For years, families of Tamil victims have said they have no faith in domestic accountability mechanisms. They’ve been clear: they can’t trust institutions led by the same people connected to their suffering. The government keeps promising a domestic process, but if these names go through, it will only confirm every fear those families have expressed. ITAK reports that they wrote to the President over four months ago requesting a meeting to discuss these concerns. There has been no reply—a silence that speaks volumes about the government’s actual priorities.
A Supermajority Squandered: The Failure of Constitutional Reform
The NPP’s claim that one year is insufficient for meaningful change rings hollow given its unprecedented supermajority—159 of 225 parliamentary seats. In 1995, despite lacking even a majority and fighting a brutal civil war, President Chandrika Kumaratunga assembled reformers like Neelan Tiruchelvam and G.L. Peiris and, within months, introduced Sri Lanka’s boldest constitutional reform proposals to date. The obstacles she faced—a war and no two-thirds majority—were far greater than any President Dissanayake confronts today. By contrast, the NPP’s inaction after a year in power lacks credibility.
During his election campaign, President Dissanayake had pledged a new constitution abolishing the executive presidency, reforming the electoral system, and ensuring meaningful devolution. Yet with a supermajority past reformers could only dream of, it has done none of these things. Prime Minister Harini Amarasuriya claimed in April 2025 that constitutional reform will begin only after Provincial Council elections are held—though the 2026 budget allocates no funds for the constitutional reform making process, confirming it will not happen next year.
When pressed on the absence of funding for constitutional reform in the 2026 budget, NPP MP Mylvaganam Jegatheeswaran exposed to JURIST the government’s political calculus:
You are raising this issue because you believe the government—with its supermajority—must go full speed and do everything for the Tamil people all at once. If we do that, whether the Sinhala public’s views will change is uncertain; they may grow tired of this government. It could be toppled within two or three days. The government must be preserved, while Tamil grievances must also be addressed.
This admission is telling—the government is prioritizing Sinhala Buddhist support over promises to Tamil voters. Constitutional reform remains hostage to majoritarian politics.

- **Stored rows**
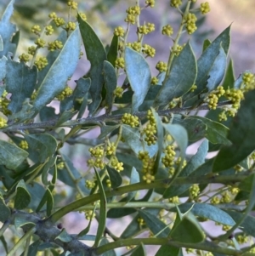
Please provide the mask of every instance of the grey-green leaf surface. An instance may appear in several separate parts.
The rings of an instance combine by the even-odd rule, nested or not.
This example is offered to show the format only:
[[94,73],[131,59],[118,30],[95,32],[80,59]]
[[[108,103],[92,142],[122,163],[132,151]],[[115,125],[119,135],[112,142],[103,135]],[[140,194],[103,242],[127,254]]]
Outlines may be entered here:
[[129,47],[125,48],[125,69],[133,91],[132,112],[134,113],[144,102],[150,88],[150,70],[144,56]]
[[174,225],[170,238],[182,242],[197,243],[204,240],[204,232],[191,213],[186,213],[178,225]]
[[[194,117],[196,117],[196,116]],[[180,124],[186,129],[189,141],[197,141],[205,138],[207,125],[201,120],[193,118],[192,116],[187,117],[184,119],[174,118],[173,123]]]
[[218,54],[215,58],[213,64],[208,72],[207,88],[208,92],[215,89],[222,81],[227,65],[227,55],[222,47],[219,48]]
[[155,256],[183,256],[182,249],[169,245],[162,245]]
[[24,62],[7,61],[6,90],[12,94],[8,109],[12,113],[20,111],[24,100],[30,98],[37,83],[36,66],[29,68]]
[[110,176],[111,187],[113,189],[117,188],[122,183],[122,175],[115,169],[106,166],[108,174]]
[[28,156],[28,152],[4,140],[0,140],[0,162],[14,170]]
[[97,247],[99,244],[100,239],[104,236],[104,232],[105,229],[106,225],[106,209],[107,209],[107,202],[106,202],[106,197],[105,194],[105,190],[101,182],[100,176],[98,173],[98,171],[94,168],[94,172],[97,177],[97,181],[99,185],[99,194],[100,194],[100,213],[99,213],[99,226],[97,230],[96,238],[94,241],[94,247]]
[[225,54],[228,55],[230,43],[230,26],[227,27],[202,53],[197,60],[197,77],[196,85],[197,88],[195,92],[189,94],[185,100],[200,94],[207,89],[208,74],[213,65],[215,59],[218,55],[218,51],[222,47]]
[[138,246],[137,248],[130,254],[130,256],[145,256],[145,250],[144,244]]
[[[170,229],[161,221],[155,214],[149,211],[139,211],[140,217],[144,219],[147,226],[156,237],[167,237],[170,232]],[[159,234],[158,234],[159,233]]]
[[235,77],[234,73],[233,60],[232,59],[230,59],[227,67],[224,79],[222,82],[222,86],[224,89],[231,88],[234,87],[235,80]]
[[154,106],[165,106],[173,99],[187,93],[195,82],[197,67],[190,43],[174,58],[169,76],[156,97]]
[[[60,36],[58,37],[57,40],[62,42],[63,45],[65,44],[65,41],[67,39],[67,32],[65,30],[62,30],[60,32]],[[48,71],[50,70],[52,65],[54,63],[56,59],[58,58],[59,54],[61,52],[60,50],[55,50],[55,51],[49,51],[46,56],[48,65],[38,72],[37,76],[37,88],[40,87],[42,82],[43,81],[44,77],[48,74]]]
[[31,196],[26,189],[23,179],[20,180],[16,186],[16,196],[14,200],[14,208],[18,210],[26,208],[31,202]]
[[71,242],[73,238],[65,231],[65,229],[61,230],[59,236],[56,236],[55,240],[59,239],[64,242]]
[[231,145],[224,145],[215,158],[212,171],[226,170],[241,162],[255,150],[255,91],[246,94],[236,117],[233,118],[228,139]]
[[107,109],[110,111],[113,104],[113,92],[116,88],[117,77],[113,65],[106,60],[104,61],[104,78],[106,90],[105,104]]
[[180,149],[180,156],[185,156],[185,151],[188,145],[188,134],[184,127],[179,124],[163,124],[164,128],[174,139]]
[[234,225],[235,220],[227,213],[218,208],[217,206],[208,203],[187,202],[178,206],[182,213],[190,212],[195,215],[213,220],[222,225]]
[[206,138],[212,144],[230,145],[227,139],[230,129],[224,124],[211,119],[194,116],[191,118],[199,119],[207,125]]
[[78,14],[80,31],[84,43],[86,55],[90,61],[88,77],[91,78],[90,94],[93,102],[88,105],[89,115],[93,115],[102,100],[104,76],[102,74],[104,60],[106,60],[105,48],[90,25]]
[[91,79],[89,77],[88,78],[81,77],[81,78],[78,79],[78,81],[76,82],[77,82],[77,87],[84,88],[84,91],[82,91],[82,94],[80,95],[80,97],[82,99],[82,96],[83,96],[83,100],[82,100],[82,102],[81,105],[79,105],[80,104],[77,102],[77,100],[79,99],[79,96],[77,94],[76,94],[75,98],[74,98],[75,109],[79,110],[77,118],[82,118],[84,112],[85,112],[85,111],[86,111],[86,107],[87,107],[87,104],[88,104],[88,92],[90,88]]
[[[6,57],[3,57],[2,59],[0,59],[0,81],[3,81],[3,78],[6,76],[6,62],[7,62],[7,58]],[[0,95],[3,94],[3,90],[4,90],[4,86],[1,86],[0,88]]]
[[10,216],[10,209],[5,204],[4,199],[2,196],[2,194],[0,193],[0,221],[4,222],[7,220]]
[[8,53],[13,53],[15,49],[15,45],[11,43],[11,39],[16,31],[16,26],[10,23],[10,18],[14,12],[14,0],[11,0],[7,6],[0,20],[0,35],[2,37],[3,50],[0,51],[0,58],[3,55],[7,56]]
[[113,35],[109,51],[107,53],[107,60],[115,67],[115,60],[118,56],[119,37]]
[[29,145],[29,153],[32,157],[38,157],[41,162],[44,162],[47,157],[50,157],[57,149],[57,140],[52,135],[29,134],[25,135]]
[[157,137],[157,154],[153,167],[153,174],[155,175],[157,173],[161,164],[161,158],[162,158],[162,153],[163,148],[164,129],[159,115],[156,112],[154,109],[151,109],[151,111],[156,121],[156,137]]
[[[78,29],[76,29],[67,38],[60,54],[38,88],[33,102],[36,111],[39,111],[65,89],[67,80],[76,70],[79,56],[80,34]],[[65,72],[60,71],[65,71]]]
[[[134,167],[132,168],[131,175],[130,175],[130,185],[139,183],[140,181],[139,174]],[[128,194],[127,202],[132,200],[136,195],[137,191],[129,192]]]
[[136,128],[131,128],[129,125],[122,125],[122,137],[130,148],[136,153],[145,150],[149,152],[150,157],[155,156],[157,152],[157,145],[148,146],[145,142],[144,145],[140,141],[140,134]]
[[[205,162],[205,158],[208,151],[208,141],[205,139],[197,150],[196,155],[194,155],[189,161],[187,165],[179,174],[179,177],[188,177],[190,176],[198,167]],[[184,191],[186,191],[190,187],[190,185],[171,185],[167,188],[163,196],[165,198],[173,197],[175,196],[179,196]]]

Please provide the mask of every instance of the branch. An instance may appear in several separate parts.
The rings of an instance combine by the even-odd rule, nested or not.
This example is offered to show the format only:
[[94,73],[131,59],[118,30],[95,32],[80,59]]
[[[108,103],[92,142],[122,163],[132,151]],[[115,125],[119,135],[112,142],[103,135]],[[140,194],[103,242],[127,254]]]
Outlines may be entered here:
[[56,239],[62,230],[60,230],[56,225],[53,225],[52,222],[42,219],[37,213],[16,211],[14,212],[11,216],[12,225],[14,225],[15,219],[19,220],[22,219],[22,221],[26,223],[26,225],[21,226],[26,234],[28,234],[27,232],[31,230],[32,226],[34,226],[36,229],[34,233],[43,242],[57,244],[65,251],[69,251],[73,253],[82,252],[84,256],[95,255],[94,253],[94,248],[80,242],[75,235],[69,235],[71,238],[70,242],[64,242],[60,239]]
[[[231,104],[230,100],[226,100],[223,102],[219,102],[218,105],[218,108],[226,106],[228,105]],[[194,109],[193,106],[191,107],[183,107],[178,108],[175,107],[173,109],[167,109],[163,111],[158,111],[157,113],[159,116],[167,116],[170,114],[174,113],[181,113],[181,112],[189,112],[191,111],[202,111],[202,110],[210,110],[207,104],[201,105],[196,109]],[[139,111],[136,112],[135,115],[139,117],[140,119],[143,119],[146,117],[147,111]],[[85,118],[80,118],[76,120],[70,120],[67,122],[65,122],[64,123],[61,123],[57,126],[58,120],[51,120],[47,122],[40,122],[36,123],[20,123],[20,124],[8,124],[8,126],[5,128],[1,129],[2,132],[17,132],[20,130],[37,130],[37,129],[54,129],[57,127],[75,127],[77,125],[88,125],[88,124],[94,124],[97,126],[102,126],[103,122],[119,122],[122,117],[122,114],[117,114],[117,115],[109,115],[105,114],[99,117],[88,117]]]

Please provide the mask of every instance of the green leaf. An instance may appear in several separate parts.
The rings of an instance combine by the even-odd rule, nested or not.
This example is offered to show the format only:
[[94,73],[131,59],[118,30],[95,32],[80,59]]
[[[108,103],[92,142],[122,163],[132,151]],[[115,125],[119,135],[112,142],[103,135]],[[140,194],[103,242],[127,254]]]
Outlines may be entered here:
[[207,48],[211,44],[211,41],[209,39],[206,39],[203,43],[203,52],[207,49]]
[[153,117],[156,121],[156,137],[157,137],[157,154],[155,160],[155,164],[153,166],[152,174],[155,175],[161,164],[161,159],[162,159],[162,148],[163,148],[163,137],[164,137],[164,129],[162,127],[162,120],[159,117],[159,115],[156,112],[154,109],[151,109]]
[[62,229],[60,235],[56,236],[55,240],[57,240],[57,239],[59,239],[64,242],[68,242],[72,241],[73,238],[65,231],[65,229]]
[[164,128],[174,139],[180,149],[180,156],[185,156],[185,151],[188,145],[188,134],[184,128],[179,124],[163,124]]
[[115,169],[106,166],[108,174],[110,176],[111,187],[113,189],[119,187],[122,184],[122,175]]
[[178,57],[174,58],[169,76],[156,97],[154,106],[166,106],[173,98],[187,93],[196,77],[196,61],[188,43]]
[[162,245],[155,256],[183,256],[182,249],[173,246]]
[[138,246],[130,256],[146,256],[144,244]]
[[[102,245],[105,245],[105,244],[107,244],[107,243],[109,243],[109,241],[106,238],[104,237],[100,241],[99,246],[102,246]],[[109,250],[109,251],[106,251],[105,253],[104,253],[104,256],[116,256],[116,254],[114,250]]]
[[218,54],[215,58],[213,64],[208,72],[207,88],[208,92],[214,90],[222,81],[227,66],[227,56],[222,47],[219,48]]
[[246,94],[234,117],[228,139],[231,145],[224,145],[215,158],[213,172],[226,170],[247,157],[255,149],[255,91]]
[[204,240],[204,232],[191,213],[188,212],[179,218],[181,220],[178,225],[174,223],[170,232],[171,239],[187,243],[197,243]]
[[107,110],[111,111],[114,100],[113,92],[117,85],[117,77],[113,65],[106,60],[104,61],[104,78],[106,90],[105,104]]
[[[3,78],[6,76],[6,62],[7,62],[7,58],[3,57],[0,59],[0,81],[3,81]],[[5,87],[3,85],[0,87],[0,95],[2,96],[3,91],[4,91]]]
[[[94,208],[92,216],[94,214],[96,207],[97,207],[97,206],[95,205]],[[78,239],[82,239],[82,236],[86,236],[86,235],[88,233],[88,231],[89,231],[89,230],[90,230],[92,219],[93,219],[92,218],[89,219],[89,222],[88,222],[88,226],[87,226],[84,230],[82,230],[77,235]],[[86,239],[85,239],[85,240],[86,240]],[[93,241],[94,241],[94,239]]]
[[[196,117],[196,116],[195,117]],[[206,135],[207,125],[196,117],[193,118],[193,117],[190,116],[184,119],[174,118],[173,122],[173,124],[180,124],[186,129],[189,141],[197,141],[205,138]]]
[[114,130],[116,130],[116,128],[118,128],[120,127],[119,124],[117,125],[102,125],[100,127],[101,129],[101,134],[99,134],[99,136],[98,137],[99,139],[102,139],[104,138],[105,138],[109,134],[112,133]]
[[207,88],[208,75],[213,66],[215,59],[218,55],[219,49],[222,47],[225,54],[228,54],[230,43],[230,26],[227,27],[202,53],[197,60],[197,77],[195,92],[187,94],[184,100],[204,92]]
[[22,227],[29,224],[30,225],[35,225],[35,223],[27,219],[26,214],[17,214],[14,219],[14,226],[16,229]]
[[[67,38],[60,54],[38,88],[33,102],[36,111],[39,111],[65,89],[68,79],[76,70],[79,56],[80,35],[78,29],[76,29]],[[60,71],[65,71],[65,72]]]
[[91,78],[89,92],[93,102],[88,105],[88,110],[89,114],[93,115],[99,108],[102,100],[101,93],[104,83],[102,71],[104,60],[106,60],[106,53],[100,39],[93,28],[79,14],[78,23],[86,55],[91,65],[88,77]]
[[[40,240],[37,240],[37,241],[34,242],[32,244],[31,244],[29,246],[28,253],[26,256],[37,255],[37,253],[38,252],[38,247],[40,244],[41,244]],[[24,256],[24,253],[20,256]]]
[[[238,222],[243,218],[244,213],[238,213],[236,211],[224,210],[228,214],[230,214],[235,222]],[[246,217],[241,225],[239,227],[246,235],[255,236],[255,218],[253,216],[248,215]]]
[[107,60],[115,67],[115,60],[118,55],[119,37],[113,35],[111,43],[107,53]]
[[99,227],[97,230],[97,235],[95,238],[95,242],[94,244],[94,247],[97,247],[99,244],[99,242],[104,236],[105,229],[105,225],[106,225],[106,209],[107,209],[107,202],[106,202],[106,197],[105,194],[105,190],[101,182],[100,176],[94,168],[94,172],[97,177],[98,180],[98,185],[99,185],[99,194],[100,194],[100,213],[99,213]]
[[18,210],[26,208],[31,202],[31,196],[26,189],[23,179],[20,180],[16,186],[16,196],[14,201],[14,208]]
[[230,129],[224,124],[211,119],[194,116],[191,118],[199,119],[207,125],[206,138],[212,144],[230,145],[230,141],[227,139]]
[[14,53],[15,45],[11,43],[14,34],[16,32],[16,26],[10,23],[10,18],[14,12],[14,0],[11,0],[6,8],[0,20],[0,35],[2,37],[3,50],[0,50],[0,58],[7,56],[8,53]]
[[121,236],[122,239],[129,238],[140,230],[140,226],[138,222],[139,216],[139,214],[134,216],[132,221],[130,222],[130,224],[127,226],[125,230],[122,232]]
[[[205,162],[205,158],[208,151],[208,141],[205,139],[194,155],[189,161],[184,168],[181,171],[178,177],[189,177],[198,167]],[[171,185],[167,188],[163,195],[164,198],[179,196],[186,191],[191,185]]]
[[146,151],[150,157],[157,152],[157,145],[148,146],[146,142],[140,141],[140,133],[139,128],[131,128],[129,125],[122,125],[122,137],[130,148],[138,155],[139,151]]
[[6,90],[12,94],[8,109],[12,113],[20,111],[23,102],[30,98],[37,83],[36,66],[29,68],[24,62],[7,61]]
[[47,216],[50,216],[51,214],[51,211],[53,209],[54,204],[54,197],[52,195],[52,191],[47,188],[47,208],[46,208],[46,213],[47,213]]
[[40,162],[44,162],[57,150],[57,140],[52,135],[47,134],[30,134],[25,135],[25,139],[29,145],[30,156],[38,157]]
[[[65,30],[62,30],[57,40],[62,42],[64,45],[65,43],[66,42],[66,39],[67,39],[67,32]],[[37,76],[38,82],[37,84],[37,88],[38,88],[41,86],[42,82],[43,81],[44,77],[48,74],[48,71],[50,70],[51,66],[53,65],[53,64],[54,63],[54,61],[56,60],[56,59],[58,58],[60,53],[61,52],[59,50],[48,51],[46,56],[48,65],[42,71],[38,72],[38,76]]]
[[80,97],[83,96],[83,100],[82,102],[82,105],[79,105],[79,101],[77,100],[79,99],[79,95],[78,94],[76,94],[76,92],[79,92],[79,90],[75,90],[74,93],[76,93],[75,94],[75,98],[74,98],[74,106],[75,106],[75,110],[79,110],[79,114],[77,116],[77,119],[78,118],[82,118],[85,111],[86,111],[86,107],[87,107],[87,104],[88,104],[88,92],[90,88],[90,85],[91,85],[91,79],[90,78],[83,78],[81,77],[78,79],[78,81],[76,82],[77,83],[77,87],[78,88],[82,88],[84,90],[82,90],[82,94],[80,95]]
[[155,236],[160,233],[157,237],[167,237],[169,235],[170,229],[156,215],[150,213],[149,211],[139,210],[139,213]]
[[[139,174],[138,173],[136,168],[133,167],[131,171],[131,175],[130,175],[130,185],[139,183],[139,182],[140,182]],[[135,196],[136,193],[137,191],[129,192],[128,194],[127,202],[132,200]]]
[[134,113],[144,102],[150,88],[150,70],[143,55],[128,47],[125,48],[125,69],[133,91],[132,112]]
[[16,145],[0,140],[0,162],[14,170],[28,156],[28,153]]
[[10,216],[10,210],[9,208],[7,207],[5,204],[5,202],[2,196],[2,194],[0,193],[0,222],[4,222],[7,220]]
[[190,212],[195,215],[201,218],[206,218],[212,221],[221,223],[222,225],[234,225],[235,220],[224,211],[218,208],[217,206],[208,203],[193,203],[186,202],[178,206],[182,213]]
[[235,80],[235,72],[233,67],[233,60],[232,59],[230,59],[227,67],[224,82],[222,82],[222,86],[225,90],[228,88],[231,88],[234,87]]

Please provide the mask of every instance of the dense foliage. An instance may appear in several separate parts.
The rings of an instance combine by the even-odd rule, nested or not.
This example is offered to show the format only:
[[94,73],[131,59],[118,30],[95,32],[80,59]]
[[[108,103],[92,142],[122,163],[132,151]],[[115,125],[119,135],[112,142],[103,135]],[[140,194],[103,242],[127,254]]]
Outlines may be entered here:
[[[179,44],[209,3],[170,1],[180,23],[162,28],[159,40],[172,44],[152,77],[147,58],[156,49],[143,42],[156,27],[140,15],[154,0],[130,6],[126,27],[116,27],[107,46],[69,1],[66,19],[52,10],[43,27],[32,26],[34,43],[19,58],[14,2],[0,22],[2,253],[116,255],[126,247],[123,255],[135,256],[157,245],[156,256],[255,255],[254,74],[235,78],[230,27],[205,40],[198,59],[189,40]],[[90,69],[72,86],[82,45]],[[76,149],[81,168],[70,154]],[[60,221],[72,212],[83,213],[87,226],[71,235]],[[132,221],[115,233],[115,219],[128,215]]]

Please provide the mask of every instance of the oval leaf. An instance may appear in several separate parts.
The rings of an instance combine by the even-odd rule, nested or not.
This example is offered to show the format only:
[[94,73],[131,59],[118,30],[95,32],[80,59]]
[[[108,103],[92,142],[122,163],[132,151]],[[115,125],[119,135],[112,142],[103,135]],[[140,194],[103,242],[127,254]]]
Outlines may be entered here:
[[[76,28],[67,38],[61,52],[42,80],[34,100],[34,109],[39,111],[63,91],[67,80],[74,73],[80,56],[80,35]],[[61,72],[60,71],[65,71]]]
[[26,208],[31,201],[31,196],[26,189],[23,179],[20,180],[16,186],[16,196],[14,201],[14,208],[18,210]]
[[228,139],[231,145],[223,146],[215,158],[212,171],[226,170],[241,162],[255,150],[255,91],[246,94],[236,117],[234,117]]
[[165,106],[173,99],[187,93],[196,77],[196,61],[190,43],[174,58],[169,76],[156,95],[154,106]]
[[14,170],[28,156],[28,152],[16,145],[0,140],[0,162]]
[[125,68],[133,94],[132,112],[136,112],[144,102],[150,86],[150,71],[145,59],[138,52],[126,47]]

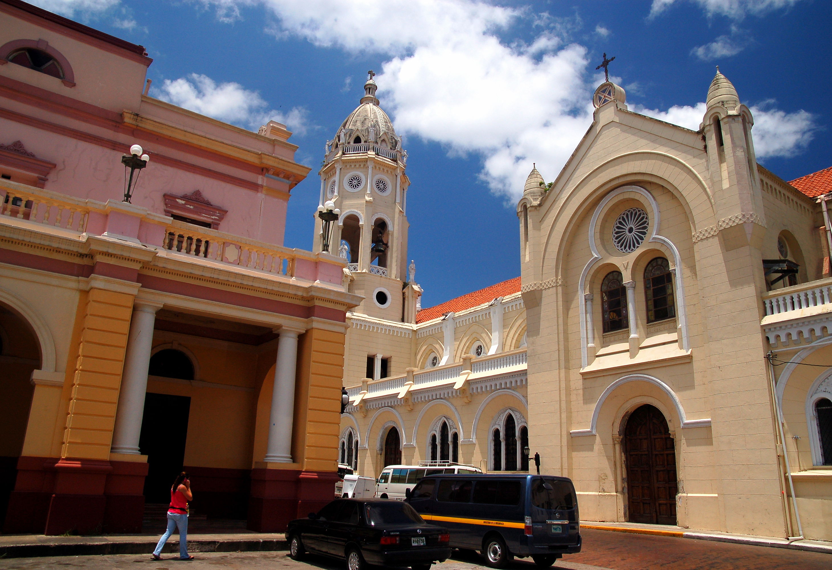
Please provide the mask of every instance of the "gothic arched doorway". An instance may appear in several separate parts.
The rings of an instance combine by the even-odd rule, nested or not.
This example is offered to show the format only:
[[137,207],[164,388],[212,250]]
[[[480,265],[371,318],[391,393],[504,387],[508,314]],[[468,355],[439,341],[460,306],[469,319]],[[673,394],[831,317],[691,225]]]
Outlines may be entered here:
[[676,445],[657,408],[645,404],[630,414],[624,429],[624,454],[627,519],[676,524]]
[[399,444],[399,430],[390,428],[384,438],[384,464],[399,465],[402,463],[402,446]]

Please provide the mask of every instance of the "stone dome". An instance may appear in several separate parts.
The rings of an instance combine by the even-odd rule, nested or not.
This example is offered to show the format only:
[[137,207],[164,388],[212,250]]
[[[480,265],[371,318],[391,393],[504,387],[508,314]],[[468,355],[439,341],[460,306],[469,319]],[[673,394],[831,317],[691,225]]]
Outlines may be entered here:
[[731,110],[740,105],[740,96],[737,95],[734,84],[720,72],[719,67],[716,68],[716,75],[708,87],[706,104],[708,108],[719,105]]
[[390,117],[379,107],[379,99],[375,97],[379,87],[373,81],[373,75],[374,73],[370,72],[370,77],[364,83],[364,96],[361,97],[361,104],[341,123],[334,141],[350,144],[356,136],[359,136],[361,142],[379,143],[386,141],[388,146],[395,150],[399,148],[400,141],[393,128]]

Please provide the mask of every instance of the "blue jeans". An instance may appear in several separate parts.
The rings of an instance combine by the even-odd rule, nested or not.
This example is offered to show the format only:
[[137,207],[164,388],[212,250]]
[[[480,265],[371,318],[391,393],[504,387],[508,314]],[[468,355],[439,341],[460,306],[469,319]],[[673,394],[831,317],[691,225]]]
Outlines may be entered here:
[[165,543],[173,534],[173,530],[176,527],[179,527],[179,558],[188,558],[188,515],[170,512],[167,513],[167,530],[165,531],[165,533],[161,535],[161,538],[159,539],[156,549],[153,551],[154,554],[156,556],[161,554],[162,547],[165,546]]

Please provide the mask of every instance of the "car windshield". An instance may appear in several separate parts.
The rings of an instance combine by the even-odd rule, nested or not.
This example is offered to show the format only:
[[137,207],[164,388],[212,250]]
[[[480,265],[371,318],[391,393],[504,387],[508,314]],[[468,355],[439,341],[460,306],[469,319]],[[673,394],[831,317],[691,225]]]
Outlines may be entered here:
[[540,508],[561,510],[575,508],[575,491],[568,481],[535,479],[532,483],[532,504]]
[[413,507],[398,501],[367,505],[367,521],[373,526],[424,523]]

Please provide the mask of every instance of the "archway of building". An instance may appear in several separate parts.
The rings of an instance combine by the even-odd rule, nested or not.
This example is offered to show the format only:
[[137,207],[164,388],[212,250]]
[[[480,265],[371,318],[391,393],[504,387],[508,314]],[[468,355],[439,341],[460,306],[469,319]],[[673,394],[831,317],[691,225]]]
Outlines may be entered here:
[[26,320],[0,305],[0,522],[17,476],[35,391],[30,379],[41,368],[40,348]]
[[399,465],[401,463],[401,435],[399,433],[398,428],[391,426],[387,431],[387,435],[384,436],[384,464],[382,467]]
[[676,444],[667,420],[656,406],[642,404],[626,419],[627,520],[676,523]]

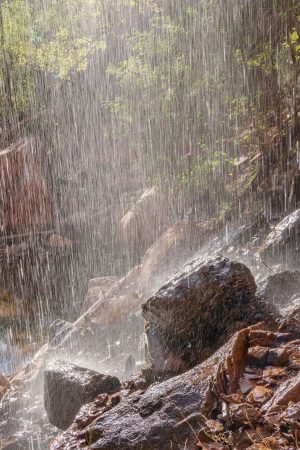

- **Aim**
Reproduce the passage of the Sri Lanka reform commentary starting with "This admission is" and going on through "to majoritarian politics.". The records play no part in this work.

- **Result of the task**
This admission is telling—the government is prioritizing Sinhala Buddhist support over promises to Tamil voters. Constitutional reform remains hostage to majoritarian politics.